>> Start SUPPLIED TEXT
Well hast thou taught the way that might direct

Our knowledge, and the scale of Nature set

From centre to circumference, where on

In contemplation of created things

By steps we may ascend to God. (V.508-12)

So hierarchy is clearly important, to Milton and to his God, and therefore to Adam and Eve, as it is the way to reach God, but is there a way to reconcile the seemingly sexist hierarchy found within the text? Perhaps, and it begins with typology. Typology allows Adam to be considered a type of Christ. Dennis Danielson, in his essay “Through the Telescope of Typology: What Adam Should Have Done,” succinctly explains the typological tradition of Adam as a type of Christ. He explains that Saint Paul in 1 Corinthians 15.45 describes Christ as “the last Adam” and in Book XI of Paradise Lost in line 383, Milton refers to Christ as “Our second Adam” (122). The opening line of the epic itself also connects the Son and Adam:

Of man’s first disobedience, and the fruit

Of that forbidden tree, whose mortal taste

Brought death into the world, and all our woe,

with the loss of Eden, till one greater man

Restore us, and regain the blissful seat. (I.1-5)

Adam (and Eve as well) caused man to fall but in Christ what was lost shall be regained; the story is completed in that “one greater man” to come: Christ. Murray reiterates these connections in “Postlapsarian Types and Prelapsarian Parallels,” adding that their parallel is deepened by the fact that both are favored children, or sons, of God and because of that Satan has decided to attempt to destroy both (215). It is by way of this great connection, that of Adam and the Son, which Murray’s ideas on “prelapsarian parallels” really take hold. Because these parallels work vertically, upwards towards God, they connect characters hierarchically, which Murray sees as having two major purposes. The first is simply to help each being understand his or her place and the behavior that is required as a result of that place, and the second is to help understand the beings higher up the chain of being (216), and perhaps eventually and ultimately fully realizing God. Murray clarifies: “As typology in history is to lead one gradually toward an understanding of an unknowable event in the future, so the patters in the unfallen hierarchy re to lead one upwards to the unknowable” (216). This concept of vertical movement in Eden and hierarchal relationships can inform one’s reading of Paradise Lost, as in this the characters can be considered “images” of each other, beginning with the most important Son and Father: “Hidden by cloud or obscured by over-brightness, the Father’s face is invisible, but the Son’s acts as a mirror, an image in which the Father can be found reflected” (216). This continues down the hierarchical line; the relationship between Adam and Eve, therefore, is meant to be a reflection of the perfect relationship between the Father and Son. In “Postlapsarian Types and Prelapsarian Parallels,” Murray breaks down the crux of her theory:

Mankind, then, learns of God through the analogy of human relationships, and the hierarchy of

characters is constructed by a series of images: Christ and man are images of God, Eve is an

image of Adam, and their children will be their images. Before the fall, the two humans

function in a kind of ratio leading to God…After the fall, they require more mediation in the

person of Christ. (218)
>> End SUPPLIED TEXT
>> Start PROVIDED RECORDS
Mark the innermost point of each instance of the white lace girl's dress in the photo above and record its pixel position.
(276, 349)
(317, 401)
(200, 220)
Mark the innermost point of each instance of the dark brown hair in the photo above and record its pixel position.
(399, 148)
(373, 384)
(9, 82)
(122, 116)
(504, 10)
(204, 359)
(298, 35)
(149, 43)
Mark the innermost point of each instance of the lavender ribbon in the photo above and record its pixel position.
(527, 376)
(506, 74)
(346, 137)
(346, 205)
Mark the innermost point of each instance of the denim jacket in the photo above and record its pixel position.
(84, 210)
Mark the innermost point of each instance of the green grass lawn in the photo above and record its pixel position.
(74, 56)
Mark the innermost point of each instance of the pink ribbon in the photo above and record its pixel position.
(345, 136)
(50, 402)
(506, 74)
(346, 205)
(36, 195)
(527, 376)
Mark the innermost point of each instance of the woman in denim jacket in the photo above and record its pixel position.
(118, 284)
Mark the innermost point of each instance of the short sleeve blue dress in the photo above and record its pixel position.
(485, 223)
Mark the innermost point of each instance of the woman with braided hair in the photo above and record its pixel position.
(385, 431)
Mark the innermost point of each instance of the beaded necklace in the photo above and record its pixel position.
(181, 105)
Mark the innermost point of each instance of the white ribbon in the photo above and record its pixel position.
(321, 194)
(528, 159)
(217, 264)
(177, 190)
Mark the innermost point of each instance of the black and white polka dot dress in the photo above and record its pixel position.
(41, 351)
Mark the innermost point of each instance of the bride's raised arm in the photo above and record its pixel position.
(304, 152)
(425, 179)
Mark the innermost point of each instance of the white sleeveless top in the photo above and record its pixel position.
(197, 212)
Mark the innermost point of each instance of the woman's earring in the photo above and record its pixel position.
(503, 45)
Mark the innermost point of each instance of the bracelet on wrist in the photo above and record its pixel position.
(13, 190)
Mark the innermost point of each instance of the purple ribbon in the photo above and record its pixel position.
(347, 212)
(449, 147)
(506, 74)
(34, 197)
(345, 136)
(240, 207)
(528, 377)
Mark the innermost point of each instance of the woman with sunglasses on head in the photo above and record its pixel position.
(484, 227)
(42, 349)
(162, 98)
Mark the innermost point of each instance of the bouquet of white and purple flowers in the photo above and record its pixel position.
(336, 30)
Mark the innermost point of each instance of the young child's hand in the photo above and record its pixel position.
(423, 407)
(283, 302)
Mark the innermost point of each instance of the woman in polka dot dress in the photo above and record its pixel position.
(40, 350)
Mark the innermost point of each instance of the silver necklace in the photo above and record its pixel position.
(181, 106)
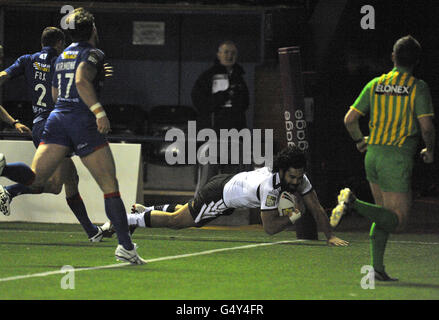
>> End PROVIDED RECORDS
◆ SHORT EXERCISE 1:
Answer these from the essay on hierarchy in Paradise Lost:
(a) In which book and line of Paradise Lost does Milton call Christ "Our second Adam"?
(b) According to Murray, what two things deepen the parallel between Adam and the Son?
(c) In the quoted passage from Murray, what do the two humans require after the fall?
◆ SHORT EXERCISE 2: Reproduce the essay on hierarchy in Paradise Lost from "Of man’s first" up to and including "blissful seat. (I.1-5)".
The records have no connection to the text.

◆ CORRECT RESULT 1:
(a) Book XI, line 383.
(b) Both are favored children, or sons, of God, and Satan has decided to try to destroy both.
(c) More mediation in the person of Christ.

◆ CORRECT RESULT 2:
Of man’s first disobedience, and the fruit

Of that forbidden tree, whose mortal taste

Brought death into the world, and all our woe,

with the loss of Eden, till one greater man

Restore us, and regain the blissful seat. (I.1-5)